For each record below, set it down exactly but leave out any picture.

_Material to process:_

▶

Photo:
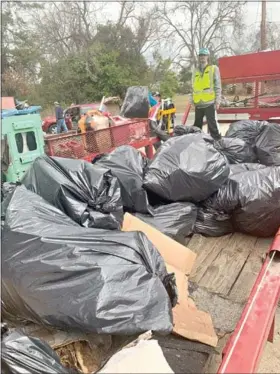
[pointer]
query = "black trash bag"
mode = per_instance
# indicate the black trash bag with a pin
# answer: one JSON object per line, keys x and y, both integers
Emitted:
{"x": 56, "y": 273}
{"x": 136, "y": 103}
{"x": 127, "y": 164}
{"x": 240, "y": 168}
{"x": 246, "y": 130}
{"x": 25, "y": 354}
{"x": 187, "y": 168}
{"x": 212, "y": 223}
{"x": 236, "y": 150}
{"x": 268, "y": 145}
{"x": 175, "y": 220}
{"x": 180, "y": 130}
{"x": 226, "y": 199}
{"x": 258, "y": 212}
{"x": 89, "y": 194}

◀

_Result:_
Photo:
[pointer]
query = "black trash bag"
mode = per_instance
# indicate the black trash bag with a pin
# answer: one JSON object per line, keys x and y, both integers
Emitted:
{"x": 56, "y": 273}
{"x": 136, "y": 103}
{"x": 127, "y": 164}
{"x": 240, "y": 168}
{"x": 246, "y": 130}
{"x": 25, "y": 354}
{"x": 187, "y": 168}
{"x": 212, "y": 223}
{"x": 236, "y": 150}
{"x": 268, "y": 145}
{"x": 175, "y": 220}
{"x": 180, "y": 130}
{"x": 226, "y": 199}
{"x": 258, "y": 212}
{"x": 89, "y": 194}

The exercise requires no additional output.